• _Aim of the task_
Output every line of the entries below as a numbered list, leaving out any blank lines.

[Point annotation dataset entries]

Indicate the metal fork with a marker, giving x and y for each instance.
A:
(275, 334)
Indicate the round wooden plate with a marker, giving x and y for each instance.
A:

• _Problem solution_
1. Indicate the metal fork with a marker, giving x and y for each instance.
2. A:
3. (275, 334)
4. Indicate the round wooden plate with a marker, giving x and y for each instance.
5. A:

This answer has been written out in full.